--- Start DATA EXCERPTS ---

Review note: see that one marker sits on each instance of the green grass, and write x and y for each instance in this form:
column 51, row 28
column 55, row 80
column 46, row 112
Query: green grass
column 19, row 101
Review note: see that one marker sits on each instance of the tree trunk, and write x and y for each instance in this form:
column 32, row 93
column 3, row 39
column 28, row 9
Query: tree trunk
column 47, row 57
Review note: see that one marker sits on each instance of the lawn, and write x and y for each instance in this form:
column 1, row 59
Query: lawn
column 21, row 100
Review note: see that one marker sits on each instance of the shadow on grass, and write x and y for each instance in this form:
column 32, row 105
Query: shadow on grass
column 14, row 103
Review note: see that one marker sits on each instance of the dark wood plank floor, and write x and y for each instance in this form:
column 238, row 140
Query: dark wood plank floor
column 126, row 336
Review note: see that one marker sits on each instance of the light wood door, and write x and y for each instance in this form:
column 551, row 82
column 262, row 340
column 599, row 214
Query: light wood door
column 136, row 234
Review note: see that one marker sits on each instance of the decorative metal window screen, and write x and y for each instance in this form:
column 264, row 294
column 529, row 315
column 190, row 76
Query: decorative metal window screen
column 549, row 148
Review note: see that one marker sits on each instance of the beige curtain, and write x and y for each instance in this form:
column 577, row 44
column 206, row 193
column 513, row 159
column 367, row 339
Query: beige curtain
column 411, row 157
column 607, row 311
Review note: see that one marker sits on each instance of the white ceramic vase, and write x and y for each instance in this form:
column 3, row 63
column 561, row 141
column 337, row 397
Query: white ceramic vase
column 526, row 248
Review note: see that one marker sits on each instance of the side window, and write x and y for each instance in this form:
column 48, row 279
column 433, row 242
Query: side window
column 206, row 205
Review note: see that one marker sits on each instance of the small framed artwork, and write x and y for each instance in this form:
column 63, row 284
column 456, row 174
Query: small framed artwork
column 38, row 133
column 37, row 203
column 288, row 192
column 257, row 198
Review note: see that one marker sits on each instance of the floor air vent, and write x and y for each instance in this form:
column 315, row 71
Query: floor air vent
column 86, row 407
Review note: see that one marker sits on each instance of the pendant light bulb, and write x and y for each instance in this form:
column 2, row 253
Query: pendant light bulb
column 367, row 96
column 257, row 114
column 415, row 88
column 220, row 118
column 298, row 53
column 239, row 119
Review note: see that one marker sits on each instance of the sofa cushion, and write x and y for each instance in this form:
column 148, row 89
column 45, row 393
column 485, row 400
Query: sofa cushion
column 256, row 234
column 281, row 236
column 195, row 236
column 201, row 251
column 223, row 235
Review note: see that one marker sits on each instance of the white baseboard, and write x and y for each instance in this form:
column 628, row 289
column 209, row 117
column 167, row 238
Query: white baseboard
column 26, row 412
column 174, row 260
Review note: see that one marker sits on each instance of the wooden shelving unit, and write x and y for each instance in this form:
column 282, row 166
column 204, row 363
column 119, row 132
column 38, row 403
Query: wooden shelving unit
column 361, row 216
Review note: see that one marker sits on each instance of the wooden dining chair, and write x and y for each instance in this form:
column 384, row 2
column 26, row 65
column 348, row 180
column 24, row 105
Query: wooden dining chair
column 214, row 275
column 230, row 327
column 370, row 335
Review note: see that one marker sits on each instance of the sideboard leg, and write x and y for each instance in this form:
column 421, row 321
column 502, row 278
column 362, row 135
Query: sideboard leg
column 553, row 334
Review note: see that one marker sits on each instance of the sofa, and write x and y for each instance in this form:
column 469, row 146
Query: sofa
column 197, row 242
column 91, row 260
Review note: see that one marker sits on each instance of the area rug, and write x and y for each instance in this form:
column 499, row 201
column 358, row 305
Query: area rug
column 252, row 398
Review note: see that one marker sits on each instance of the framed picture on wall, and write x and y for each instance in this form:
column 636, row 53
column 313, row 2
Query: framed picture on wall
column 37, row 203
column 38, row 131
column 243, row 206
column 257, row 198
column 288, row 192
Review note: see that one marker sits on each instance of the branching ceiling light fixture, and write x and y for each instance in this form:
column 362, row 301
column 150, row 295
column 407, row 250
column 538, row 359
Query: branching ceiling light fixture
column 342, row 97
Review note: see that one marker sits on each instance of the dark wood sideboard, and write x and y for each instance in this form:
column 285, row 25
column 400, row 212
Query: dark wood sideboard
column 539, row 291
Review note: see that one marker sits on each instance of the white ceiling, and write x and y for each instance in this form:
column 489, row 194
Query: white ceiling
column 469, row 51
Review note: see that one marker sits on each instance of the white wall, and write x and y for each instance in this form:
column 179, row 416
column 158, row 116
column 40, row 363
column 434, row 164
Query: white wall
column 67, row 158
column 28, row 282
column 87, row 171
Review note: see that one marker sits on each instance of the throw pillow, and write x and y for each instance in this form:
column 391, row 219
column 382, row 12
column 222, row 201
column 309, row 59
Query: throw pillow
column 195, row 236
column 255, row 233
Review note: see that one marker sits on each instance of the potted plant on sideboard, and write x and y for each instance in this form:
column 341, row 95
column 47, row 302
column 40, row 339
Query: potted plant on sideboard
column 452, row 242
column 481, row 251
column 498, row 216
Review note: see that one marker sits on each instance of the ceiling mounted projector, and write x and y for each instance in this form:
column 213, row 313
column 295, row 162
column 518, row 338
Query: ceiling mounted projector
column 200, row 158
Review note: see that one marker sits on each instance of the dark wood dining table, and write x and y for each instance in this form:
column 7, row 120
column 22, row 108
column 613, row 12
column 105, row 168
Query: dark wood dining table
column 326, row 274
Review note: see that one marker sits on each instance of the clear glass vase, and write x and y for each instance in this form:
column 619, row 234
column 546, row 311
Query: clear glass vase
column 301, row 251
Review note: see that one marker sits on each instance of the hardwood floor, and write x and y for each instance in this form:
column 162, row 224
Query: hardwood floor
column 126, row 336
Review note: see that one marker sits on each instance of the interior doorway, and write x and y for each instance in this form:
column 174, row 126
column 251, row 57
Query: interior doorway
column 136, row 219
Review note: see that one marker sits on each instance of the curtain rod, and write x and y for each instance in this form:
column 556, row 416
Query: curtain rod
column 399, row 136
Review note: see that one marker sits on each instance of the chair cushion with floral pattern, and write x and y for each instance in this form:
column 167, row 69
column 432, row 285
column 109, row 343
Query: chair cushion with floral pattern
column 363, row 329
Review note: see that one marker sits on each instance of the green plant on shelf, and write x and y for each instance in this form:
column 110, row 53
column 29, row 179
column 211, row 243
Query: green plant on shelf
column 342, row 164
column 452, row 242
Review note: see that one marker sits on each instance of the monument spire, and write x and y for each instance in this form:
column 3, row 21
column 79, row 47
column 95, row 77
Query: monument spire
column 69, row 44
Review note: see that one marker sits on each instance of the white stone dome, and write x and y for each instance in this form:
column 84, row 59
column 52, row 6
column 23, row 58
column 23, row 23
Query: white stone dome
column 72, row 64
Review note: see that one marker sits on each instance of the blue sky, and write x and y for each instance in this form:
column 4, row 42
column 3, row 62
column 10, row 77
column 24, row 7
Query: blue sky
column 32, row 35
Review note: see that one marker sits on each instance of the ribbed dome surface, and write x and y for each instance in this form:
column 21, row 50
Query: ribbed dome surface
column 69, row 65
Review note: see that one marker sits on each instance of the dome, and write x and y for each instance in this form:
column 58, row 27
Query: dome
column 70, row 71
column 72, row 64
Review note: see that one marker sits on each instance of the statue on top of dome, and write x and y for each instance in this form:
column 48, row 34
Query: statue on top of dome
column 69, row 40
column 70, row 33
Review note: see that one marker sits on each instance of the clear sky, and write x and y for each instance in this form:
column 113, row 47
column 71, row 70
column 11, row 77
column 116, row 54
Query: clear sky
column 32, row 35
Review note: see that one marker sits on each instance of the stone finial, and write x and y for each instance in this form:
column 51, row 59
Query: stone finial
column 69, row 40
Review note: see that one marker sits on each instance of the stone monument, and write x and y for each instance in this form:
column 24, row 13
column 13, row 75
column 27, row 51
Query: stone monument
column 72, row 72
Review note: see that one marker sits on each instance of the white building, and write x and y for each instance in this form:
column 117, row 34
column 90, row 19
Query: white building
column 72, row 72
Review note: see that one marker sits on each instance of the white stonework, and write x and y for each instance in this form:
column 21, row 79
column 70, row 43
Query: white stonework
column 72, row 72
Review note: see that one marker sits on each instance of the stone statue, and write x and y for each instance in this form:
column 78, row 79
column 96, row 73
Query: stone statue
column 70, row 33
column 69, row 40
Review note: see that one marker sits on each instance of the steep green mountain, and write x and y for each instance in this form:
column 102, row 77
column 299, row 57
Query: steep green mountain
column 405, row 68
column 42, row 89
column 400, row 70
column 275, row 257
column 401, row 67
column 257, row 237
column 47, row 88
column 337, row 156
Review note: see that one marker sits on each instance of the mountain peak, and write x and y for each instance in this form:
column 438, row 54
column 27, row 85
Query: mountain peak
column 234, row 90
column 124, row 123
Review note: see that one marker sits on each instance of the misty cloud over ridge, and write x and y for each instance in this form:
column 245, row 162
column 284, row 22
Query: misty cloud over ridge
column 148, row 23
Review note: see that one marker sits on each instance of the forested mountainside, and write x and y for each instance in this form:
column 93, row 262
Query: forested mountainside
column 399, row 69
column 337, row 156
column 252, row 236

--- End DATA EXCERPTS ---

▶ _STATED EXERCISE_: Copy out the material starting at the line that has "sofa cushion, and" and ending with the line that has "column 174, row 260", renaming "white baseboard" to "white skirting board" wherever it occurs and leaving everything else unchanged.

▶ _TASK RESPONSE_:
Review note: see that one marker sits on each instance of the sofa cushion, and write x and y for each instance in this form:
column 148, row 89
column 45, row 393
column 485, row 400
Query: sofa cushion
column 256, row 234
column 281, row 236
column 195, row 236
column 201, row 251
column 223, row 235
Review note: see that one marker sits on each instance of the white skirting board, and write x and y for each instance in this form:
column 628, row 289
column 209, row 117
column 167, row 238
Query: white skirting board
column 26, row 412
column 174, row 260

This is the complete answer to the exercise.